■ Records provided:
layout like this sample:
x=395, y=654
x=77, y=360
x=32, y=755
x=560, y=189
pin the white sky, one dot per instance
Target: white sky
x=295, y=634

■ Given exercise: Reproduce every line of the rows above verbatim, with no changes.

■ Output of the exercise:
layout like this sample:
x=395, y=654
x=77, y=360
x=32, y=755
x=560, y=189
pin the white sky, one dot per instance
Target: white sky
x=295, y=634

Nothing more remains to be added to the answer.